Job
Echo the stretch from the line containing "target: **cloth bundle**" through the end of the records, both ends included, and leave the pictures out of your answer.

Boundary annotation records

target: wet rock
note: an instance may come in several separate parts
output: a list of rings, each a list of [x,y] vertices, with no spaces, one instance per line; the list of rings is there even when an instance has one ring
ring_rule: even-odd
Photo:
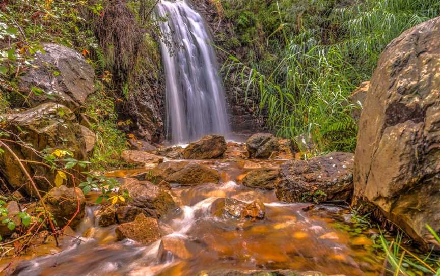
[[[150,182],[127,178],[121,188],[128,191],[133,199],[131,204],[142,209],[149,216],[160,218],[176,207],[168,190]]]
[[[96,135],[83,125],[80,125],[79,127],[81,128],[82,136],[84,137],[84,142],[86,142],[86,151],[91,155],[95,148],[95,143],[96,143]]]
[[[79,125],[73,113],[65,106],[54,103],[44,103],[22,112],[0,115],[0,121],[4,120],[8,122],[7,130],[20,134],[22,140],[32,144],[37,151],[45,149],[51,153],[56,149],[67,149],[77,160],[87,159],[86,142]],[[6,143],[20,159],[42,161],[26,147]],[[25,162],[23,165],[31,175],[42,177],[34,178],[39,189],[47,191],[51,188],[48,181],[54,183],[56,171],[36,163]],[[84,170],[82,168],[78,170]],[[13,188],[20,187],[23,183],[29,182],[19,163],[8,151],[0,154],[0,174]],[[82,179],[79,173],[72,173],[77,179]],[[73,185],[71,177],[65,180],[65,184],[68,186]],[[28,195],[36,196],[30,185],[25,186],[21,190]]]
[[[425,249],[440,248],[440,17],[409,29],[379,58],[359,121],[355,205],[369,205]]]
[[[25,95],[33,87],[43,91],[41,95],[32,93],[27,98],[31,107],[55,102],[75,111],[95,91],[95,72],[80,53],[64,46],[45,43],[45,53],[37,54],[26,74],[21,77],[19,90]],[[57,72],[56,76],[54,73]],[[48,98],[46,94],[51,97]]]
[[[361,118],[361,113],[362,112],[362,107],[364,103],[367,98],[367,92],[370,88],[370,81],[364,81],[361,84],[359,87],[353,91],[351,95],[348,97],[350,103],[355,105],[356,108],[351,112],[351,116],[355,121],[359,121]]]
[[[276,194],[287,202],[348,201],[353,191],[353,155],[334,152],[282,164]]]
[[[142,209],[132,206],[105,205],[96,214],[98,225],[103,227],[114,224],[132,222],[141,213],[148,214]]]
[[[115,232],[119,240],[128,238],[144,244],[160,238],[157,220],[144,214],[138,215],[133,222],[118,225]]]
[[[53,188],[43,197],[43,201],[60,227],[65,226],[78,209],[69,226],[75,227],[84,217],[86,199],[79,188],[68,188],[65,186]]]
[[[140,150],[124,150],[121,157],[127,163],[136,165],[159,164],[163,161],[163,157]]]
[[[7,217],[12,220],[15,224],[15,226],[18,227],[21,224],[21,220],[18,217],[18,214],[20,213],[20,206],[15,201],[10,201],[5,206],[8,210],[8,215]],[[2,217],[2,219],[4,219],[5,217]],[[7,225],[0,223],[0,236],[5,237],[11,235],[14,233],[14,230],[10,230],[8,228]]]
[[[316,271],[298,272],[290,270],[235,270],[233,269],[218,269],[203,271],[199,276],[326,276],[326,274]],[[336,276],[336,275],[335,275]]]
[[[218,183],[220,181],[220,175],[216,170],[199,163],[186,161],[159,164],[151,171],[150,177],[156,180],[155,183],[163,180],[183,186]]]
[[[259,200],[247,204],[234,199],[220,198],[211,206],[211,212],[217,217],[232,217],[235,218],[262,219],[266,213],[264,204]]]
[[[278,140],[269,133],[256,133],[250,137],[246,142],[249,155],[254,158],[268,158],[273,152],[278,152]]]
[[[242,183],[251,188],[270,189],[275,188],[279,180],[278,169],[260,168],[248,173]]]
[[[130,147],[135,150],[142,151],[153,152],[157,149],[157,148],[153,146],[147,141],[139,140],[134,137],[128,140]]]
[[[223,136],[205,136],[188,145],[183,152],[185,159],[212,159],[219,157],[226,150],[226,141]]]
[[[182,147],[180,146],[168,147],[157,150],[155,154],[173,159],[181,159],[183,158],[182,154]]]

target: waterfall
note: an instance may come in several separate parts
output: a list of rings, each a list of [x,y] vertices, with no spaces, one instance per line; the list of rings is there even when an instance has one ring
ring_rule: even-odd
[[[166,78],[167,131],[175,143],[229,132],[224,92],[215,53],[204,21],[185,1],[162,0],[160,29],[173,51],[162,41]],[[177,45],[176,47],[175,45]]]

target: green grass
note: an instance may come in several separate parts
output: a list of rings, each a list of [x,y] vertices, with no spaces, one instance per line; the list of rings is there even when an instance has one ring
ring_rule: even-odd
[[[353,151],[358,128],[351,112],[360,107],[348,96],[369,80],[387,44],[440,14],[440,2],[367,0],[330,8],[331,2],[310,0],[289,17],[287,2],[295,2],[280,0],[272,9],[279,27],[267,37],[262,58],[242,61],[231,56],[223,69],[234,73],[247,96],[261,98],[260,110],[267,110],[278,135],[311,135],[320,152]]]

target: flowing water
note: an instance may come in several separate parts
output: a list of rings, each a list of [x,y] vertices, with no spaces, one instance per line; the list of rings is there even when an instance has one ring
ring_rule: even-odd
[[[272,166],[282,162],[255,161]],[[381,263],[366,235],[373,230],[353,231],[346,207],[281,203],[273,190],[237,184],[247,172],[239,162],[205,163],[219,171],[222,182],[173,186],[171,192],[179,207],[159,220],[159,240],[146,245],[129,239],[118,241],[116,226],[96,226],[94,213],[98,207],[91,205],[77,228],[77,237],[65,237],[60,248],[45,245],[33,249],[33,254],[21,257],[14,275],[192,276],[210,275],[209,271],[221,268],[380,274]],[[124,181],[142,171],[109,175]],[[265,218],[252,221],[214,215],[212,203],[221,198],[260,200],[265,206]]]
[[[161,1],[160,28],[166,78],[167,132],[174,143],[228,133],[215,54],[202,17],[186,2]],[[171,49],[170,49],[171,48]]]

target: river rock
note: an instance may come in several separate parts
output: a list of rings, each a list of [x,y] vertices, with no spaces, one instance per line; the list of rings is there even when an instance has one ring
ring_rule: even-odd
[[[65,226],[77,211],[78,212],[70,223],[70,227],[75,227],[84,217],[86,199],[79,188],[65,186],[53,188],[43,197],[43,201],[60,227]]]
[[[16,201],[10,201],[5,206],[8,210],[8,215],[6,217],[12,220],[15,224],[16,228],[21,224],[21,220],[18,217],[20,213],[20,205]],[[4,219],[5,217],[2,217]],[[8,228],[6,224],[0,223],[0,237],[5,237],[9,236],[14,233],[15,229],[11,230]]]
[[[359,122],[353,204],[369,204],[426,249],[440,233],[440,17],[386,48]]]
[[[121,189],[127,190],[133,200],[130,204],[142,209],[148,216],[159,218],[176,207],[168,190],[149,181],[127,178]]]
[[[268,158],[280,148],[278,140],[269,133],[256,133],[250,137],[246,147],[251,157]]]
[[[8,122],[6,130],[20,134],[25,143],[33,145],[39,151],[43,150],[52,152],[56,149],[67,149],[73,154],[73,158],[79,160],[87,159],[86,142],[75,115],[65,106],[55,103],[46,103],[22,112],[0,115],[0,121]],[[16,143],[7,144],[21,160],[41,162],[41,158],[25,146]],[[67,157],[67,156],[66,156]],[[35,163],[23,162],[24,168],[34,177],[38,189],[47,191],[51,187],[48,183],[54,182],[56,170]],[[84,170],[81,169],[80,171]],[[7,150],[0,154],[0,174],[12,187],[17,188],[29,180],[23,173],[19,163]],[[79,179],[81,177],[77,172],[72,172]],[[47,180],[46,180],[47,179]],[[71,177],[67,177],[65,185],[73,185]],[[24,190],[28,195],[35,196],[32,186],[25,185]]]
[[[128,238],[144,244],[160,238],[157,220],[144,214],[138,215],[133,222],[118,225],[115,232],[119,240]]]
[[[158,149],[156,151],[155,154],[173,159],[181,159],[183,158],[183,155],[182,154],[182,147],[180,146],[167,147]]]
[[[56,101],[76,111],[95,92],[95,72],[80,53],[64,46],[43,44],[45,52],[39,52],[31,62],[33,66],[20,77],[18,89],[28,95],[33,87],[42,90],[41,95],[33,92],[27,102],[31,107]],[[51,96],[49,98],[45,94]]]
[[[185,159],[212,159],[219,157],[226,150],[226,141],[223,136],[205,136],[193,142],[183,150]]]
[[[86,142],[86,151],[89,155],[91,155],[95,148],[95,143],[96,143],[96,135],[83,125],[79,125],[81,128],[81,132],[84,137],[84,142]]]
[[[348,201],[353,167],[353,154],[344,152],[288,162],[280,168],[277,197],[287,202]]]
[[[211,206],[211,212],[217,217],[262,219],[266,213],[264,204],[257,200],[250,204],[231,198],[215,200]]]
[[[125,162],[136,165],[159,164],[163,161],[163,157],[140,150],[124,150],[121,157]]]
[[[197,162],[166,162],[151,171],[155,183],[163,180],[170,183],[189,186],[206,183],[218,183],[220,174],[214,169]]]
[[[278,169],[260,168],[248,173],[242,183],[251,188],[271,189],[275,188],[279,179]]]

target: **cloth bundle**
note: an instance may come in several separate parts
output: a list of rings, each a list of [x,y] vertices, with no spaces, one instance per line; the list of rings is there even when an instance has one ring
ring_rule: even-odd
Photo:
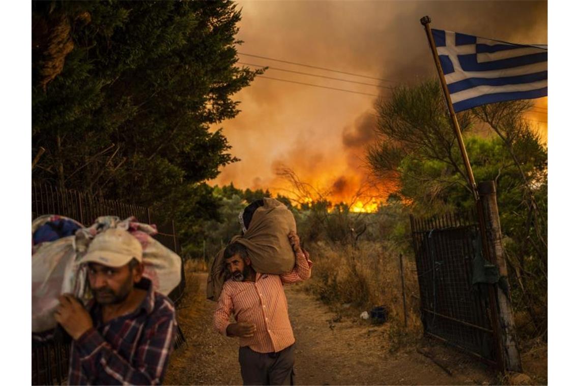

Exercise output
target: **cloth bundle**
note: an instance may come in several separate parts
output: a list of rings, each a list of [x,y] vertices, with no spaces, one instance per line; the list of rings is there even when an instance has one ring
ring_rule: even-odd
Photo:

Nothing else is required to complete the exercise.